== Records to process ==

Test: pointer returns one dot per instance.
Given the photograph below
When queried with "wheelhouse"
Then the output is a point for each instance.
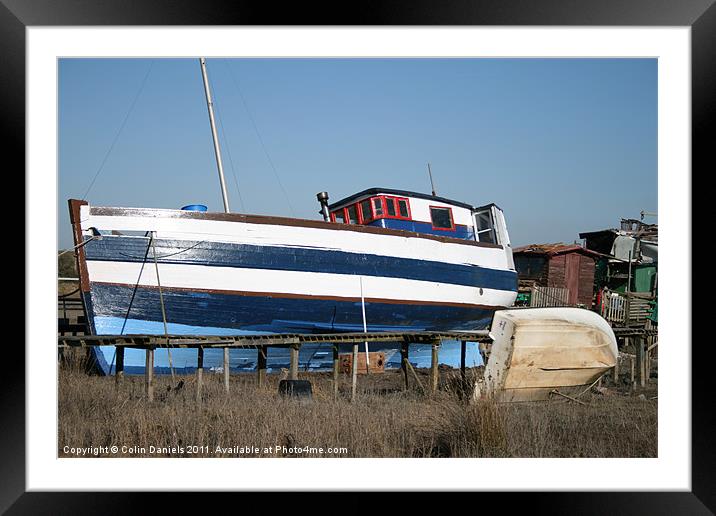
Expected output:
(421, 213)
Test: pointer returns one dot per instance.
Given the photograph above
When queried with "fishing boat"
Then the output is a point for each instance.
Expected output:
(381, 259)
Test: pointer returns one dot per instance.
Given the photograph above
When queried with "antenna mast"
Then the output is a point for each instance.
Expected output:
(432, 185)
(217, 150)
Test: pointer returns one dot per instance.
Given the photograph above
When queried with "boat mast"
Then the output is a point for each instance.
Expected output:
(217, 150)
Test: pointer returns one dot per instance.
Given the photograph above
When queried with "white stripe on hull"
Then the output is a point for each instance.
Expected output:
(296, 236)
(292, 282)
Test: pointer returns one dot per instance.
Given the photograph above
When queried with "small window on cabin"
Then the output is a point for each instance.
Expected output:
(378, 207)
(365, 210)
(441, 218)
(390, 206)
(352, 214)
(485, 227)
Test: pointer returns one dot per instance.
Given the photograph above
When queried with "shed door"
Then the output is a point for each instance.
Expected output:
(571, 277)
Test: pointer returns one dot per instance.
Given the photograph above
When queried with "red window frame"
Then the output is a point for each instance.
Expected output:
(397, 207)
(384, 199)
(359, 208)
(452, 220)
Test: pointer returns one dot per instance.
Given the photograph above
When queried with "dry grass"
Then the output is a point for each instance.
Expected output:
(383, 422)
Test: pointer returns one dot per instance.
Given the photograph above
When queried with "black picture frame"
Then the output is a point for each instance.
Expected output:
(700, 15)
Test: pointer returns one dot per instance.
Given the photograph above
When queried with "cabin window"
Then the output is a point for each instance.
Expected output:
(390, 206)
(403, 208)
(377, 207)
(352, 214)
(485, 227)
(442, 218)
(339, 216)
(366, 213)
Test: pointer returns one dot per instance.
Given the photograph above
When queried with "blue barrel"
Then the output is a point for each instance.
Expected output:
(194, 207)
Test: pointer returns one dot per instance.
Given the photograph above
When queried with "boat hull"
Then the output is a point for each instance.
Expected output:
(155, 271)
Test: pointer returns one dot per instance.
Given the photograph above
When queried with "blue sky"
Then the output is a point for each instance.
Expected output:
(562, 145)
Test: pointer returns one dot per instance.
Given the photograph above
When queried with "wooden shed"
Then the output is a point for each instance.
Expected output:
(568, 266)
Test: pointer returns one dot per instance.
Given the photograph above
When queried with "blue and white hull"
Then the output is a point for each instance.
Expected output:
(230, 274)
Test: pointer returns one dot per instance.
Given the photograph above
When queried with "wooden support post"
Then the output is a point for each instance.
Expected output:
(261, 364)
(404, 364)
(336, 366)
(354, 372)
(463, 374)
(199, 372)
(149, 374)
(226, 370)
(119, 368)
(615, 370)
(434, 368)
(293, 368)
(639, 342)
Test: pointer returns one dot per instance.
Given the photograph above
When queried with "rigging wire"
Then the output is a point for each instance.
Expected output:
(121, 127)
(258, 134)
(228, 151)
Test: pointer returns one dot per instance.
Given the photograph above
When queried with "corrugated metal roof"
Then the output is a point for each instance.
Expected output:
(553, 249)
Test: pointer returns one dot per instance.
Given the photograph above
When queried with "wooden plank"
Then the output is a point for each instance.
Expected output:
(149, 374)
(199, 373)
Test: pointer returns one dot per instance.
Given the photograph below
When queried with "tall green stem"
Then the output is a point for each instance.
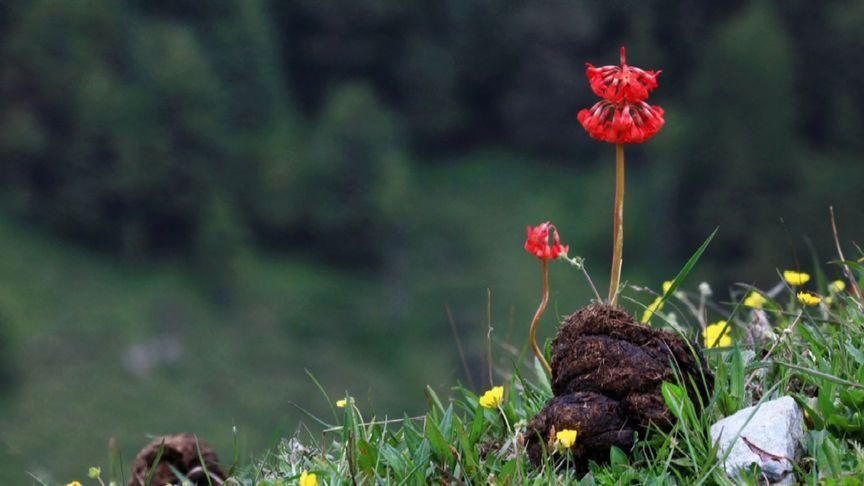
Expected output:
(618, 226)
(540, 310)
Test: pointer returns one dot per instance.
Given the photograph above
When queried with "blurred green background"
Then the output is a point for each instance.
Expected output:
(202, 200)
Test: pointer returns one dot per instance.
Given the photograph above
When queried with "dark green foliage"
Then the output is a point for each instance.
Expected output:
(119, 120)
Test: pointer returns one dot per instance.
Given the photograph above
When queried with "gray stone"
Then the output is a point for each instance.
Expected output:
(774, 434)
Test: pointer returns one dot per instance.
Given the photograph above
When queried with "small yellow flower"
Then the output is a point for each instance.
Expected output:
(794, 278)
(565, 438)
(492, 398)
(307, 479)
(837, 286)
(666, 286)
(717, 335)
(809, 299)
(755, 300)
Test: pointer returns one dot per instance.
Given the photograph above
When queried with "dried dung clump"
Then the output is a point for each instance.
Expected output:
(607, 371)
(181, 453)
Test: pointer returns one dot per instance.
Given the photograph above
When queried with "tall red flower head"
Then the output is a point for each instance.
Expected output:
(622, 83)
(622, 116)
(538, 242)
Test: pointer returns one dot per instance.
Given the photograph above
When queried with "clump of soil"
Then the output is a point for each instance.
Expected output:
(181, 452)
(607, 371)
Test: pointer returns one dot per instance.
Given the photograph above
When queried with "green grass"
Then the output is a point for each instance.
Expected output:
(818, 358)
(381, 337)
(74, 314)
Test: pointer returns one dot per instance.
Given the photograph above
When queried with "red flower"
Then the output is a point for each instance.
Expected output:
(622, 83)
(538, 242)
(622, 116)
(622, 122)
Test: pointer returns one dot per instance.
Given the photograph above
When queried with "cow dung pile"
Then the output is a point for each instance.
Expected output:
(607, 372)
(181, 453)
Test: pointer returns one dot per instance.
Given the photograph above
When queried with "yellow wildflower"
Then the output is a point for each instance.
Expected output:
(492, 398)
(794, 278)
(755, 300)
(565, 438)
(717, 335)
(307, 479)
(809, 299)
(657, 304)
(837, 286)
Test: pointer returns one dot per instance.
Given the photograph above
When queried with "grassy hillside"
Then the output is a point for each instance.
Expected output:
(106, 347)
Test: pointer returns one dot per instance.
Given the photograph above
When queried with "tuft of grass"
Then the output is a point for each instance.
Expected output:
(814, 354)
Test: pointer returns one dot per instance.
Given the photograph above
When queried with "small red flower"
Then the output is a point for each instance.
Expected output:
(622, 122)
(622, 116)
(538, 242)
(622, 83)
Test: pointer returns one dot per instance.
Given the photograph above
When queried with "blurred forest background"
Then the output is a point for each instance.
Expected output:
(201, 200)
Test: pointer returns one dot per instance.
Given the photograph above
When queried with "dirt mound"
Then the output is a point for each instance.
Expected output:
(181, 453)
(606, 375)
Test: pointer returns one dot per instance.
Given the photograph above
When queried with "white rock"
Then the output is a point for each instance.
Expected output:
(775, 428)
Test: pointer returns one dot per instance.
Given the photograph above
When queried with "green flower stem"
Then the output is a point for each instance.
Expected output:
(618, 226)
(540, 310)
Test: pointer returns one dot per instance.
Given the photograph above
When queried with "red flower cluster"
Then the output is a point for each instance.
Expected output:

===

Aim of the task: Go through the data above and transcribe it in full, omitting any image.

Answer to this problem:
Test: pointer returns one dot per instance.
Given the photograph below
When queried with "wheelhouse"
Then the output is a point for each instance.
Expected output:
(421, 213)
Test: pointer returns one dot per instance.
Given the photograph above
When queried with "fishing boat"
Then the output is a point for each instance.
Expected output:
(381, 259)
Test: pointer returns one dot per instance.
Given the photograph above
When queried with "antenna mast"
Then the output is a point for each instance.
Expected output:
(432, 185)
(217, 150)
Test: pointer returns one dot per instance.
Given the photograph above
When queried with "boat mast"
Then the output is a point for each instance.
Expected output:
(217, 150)
Test: pointer returns one dot per instance.
Given the photograph above
When queried with "white stripe on hull"
Then the output is a point for each instance.
Expected output:
(296, 236)
(292, 282)
Test: pointer returns one dot per instance.
Given the photograph above
When queried with "small window on cabin"
Then the output is a point for each instance.
Expected output:
(378, 207)
(365, 210)
(441, 218)
(390, 206)
(352, 214)
(485, 227)
Test: pointer returns one dot per instance.
Given the photograph above
When queried with "shed door"
Then the output is a point for each instance.
Expected output:
(571, 277)
Test: pointer returns one dot per instance.
Given the photograph above
When queried with "red window frame"
Then the output is a point for each instance.
Expected output:
(397, 207)
(384, 199)
(359, 208)
(452, 220)
Test: pointer returns one dot per instance.
Given the photograph above
When queried with "dry grass"
Then the output is a point for each instance.
Expected output:
(383, 422)
Test: pointer returns one dot per instance.
Given the photograph above
When queried with "black picture frame"
Then the output is a point for each instance.
Expected output:
(700, 15)
Test: pointer returns one dot per instance.
Given the photograph above
When queried with "cabin window"
Then the output is a point for each instance.
Expected output:
(390, 206)
(403, 208)
(377, 207)
(352, 214)
(485, 227)
(442, 218)
(339, 216)
(366, 213)
Test: pointer returns one dot per instance.
Given the photograph above
When queried with "blue barrel"
Then the output is a point for each instance.
Expected output:
(194, 207)
Test: pointer returns one dot per instance.
Given the photograph above
When queried with "boat hull"
Then the output is a point for each instance.
Expected output:
(155, 271)
Test: pointer returns one dot per instance.
Given the photograph above
When queried with "blue sky"
Then the output is a point for each instance.
Expected output:
(562, 145)
Test: pointer returns one dot per instance.
Given the photograph above
When queried with "wooden shed"
Then the output is a point for each instance.
Expected output:
(568, 266)
Test: pointer returns one dot per instance.
Given the photograph above
When queried with "blue and white hull"
Then the output is a point for each instance.
Expected output:
(230, 274)
Test: pointer returns one dot per instance.
Given the photograph above
When queried with "wooden support post"
Then the output is a point for each instance.
Expected output:
(261, 364)
(404, 364)
(336, 366)
(354, 372)
(463, 374)
(199, 372)
(149, 374)
(226, 370)
(119, 368)
(615, 370)
(434, 368)
(293, 368)
(639, 342)
Test: pointer returns one dot per instance.
Given the photograph above
When queried with "rigging wire"
Then the output is a point for each instance.
Expected output:
(121, 127)
(258, 134)
(228, 151)
Test: pointer returns one dot per instance.
Given the photograph above
When queried with "corrugated metal roof"
Then the output is a point for each instance.
Expected output:
(553, 249)
Test: pointer returns one dot per instance.
Given the photograph above
When queried with "wooden plank"
Then the output is a point for each instance.
Expected output:
(149, 374)
(199, 373)
Test: pointer returns one dot per instance.
Given the photograph below
When queried with "tall green stem"
Then the output is a point for each instance.
Expected output:
(618, 226)
(540, 310)
Test: pointer returns one dot per instance.
Given the photograph above
When queried with "blurred green background"
Then the output is a point for each instance.
Expected output:
(202, 200)
Test: pointer returns one dot per instance.
Given the photograph above
When queried with "dark green foliage"
Then the output is a point for each instance.
Expected output:
(119, 120)
Test: pointer returns one dot per instance.
Given the photograph above
When queried with "gray stone"
Then the output is a point for each instance.
Expected output:
(774, 434)
Test: pointer returns one dot per instance.
Given the photograph above
When queried with "small yellow flower"
Then the output is a point for each instance.
Expected output:
(794, 278)
(565, 438)
(492, 398)
(307, 479)
(837, 286)
(666, 286)
(717, 335)
(809, 299)
(755, 300)
Test: pointer returns one dot per instance.
Given the photograph above
When queried with "dried dung clump"
Then the output is a point for each instance.
Expected output:
(607, 371)
(181, 453)
Test: pointer returns one dot per instance.
Given the photograph above
When queried with "tall red flower head"
Then the output is a point for each instance.
Expected output:
(622, 83)
(622, 116)
(538, 242)
Test: pointer returns one dot per instance.
Given the photograph above
When queried with "clump of soil"
Then the output is a point for each instance.
Expected output:
(181, 452)
(607, 371)
Test: pointer returns one dot per instance.
Given the photograph above
When queried with "green grass"
Then the output is a point for each instance.
Expected output:
(818, 358)
(381, 337)
(74, 314)
Test: pointer returns one dot per instance.
Given the photograph above
When queried with "red flower"
Then the output is a point for each instance.
Expected output:
(622, 83)
(538, 242)
(622, 116)
(622, 122)
Test: pointer returns one dot per instance.
Given the photograph above
When queried with "cow dung pile"
Then the output is a point for each instance.
Expected output:
(607, 372)
(181, 453)
Test: pointer returns one dot per instance.
Given the photograph above
When queried with "yellow wildflower"
Then the output is a point for each instance.
Expected output:
(492, 398)
(794, 278)
(755, 300)
(565, 438)
(717, 335)
(307, 479)
(809, 299)
(657, 304)
(837, 286)
Test: pointer returns one dot per instance.
Given the photograph above
When queried with "grassy hillside"
Then the output is a point for each instance.
Expected output:
(106, 347)
Test: pointer returns one dot per instance.
Given the photograph above
When queried with "tuft of grass"
Then the output is a point for each instance.
Expected output:
(814, 354)
Test: pointer returns one dot per instance.
Given the photograph above
When queried with "small red flower"
Then the output is a point for each instance.
Expected output:
(622, 122)
(622, 116)
(538, 242)
(622, 83)
Test: pointer returns one dot per instance.
Given the photograph above
When queried with "blurred forest background"
Then the output is a point for each instance.
Expected output:
(201, 200)
Test: pointer returns one dot per instance.
Given the photograph above
When queried with "dirt mound"
Then the output is a point for each instance.
Expected output:
(181, 453)
(606, 375)
Test: pointer returns one dot per instance.
Given the photograph above
When queried with "white rock"
Then the output is a point for each instance.
Expected output:
(775, 428)
Test: pointer returns one dot per instance.
Given the photograph above
When queried with "green flower stem"
Then the output is a point for each instance.
Expected output:
(618, 226)
(540, 310)
Test: pointer returns one dot per instance.
Given the photograph above
When queried with "red flower cluster"
Then the output is a point for each instance.
Expected output:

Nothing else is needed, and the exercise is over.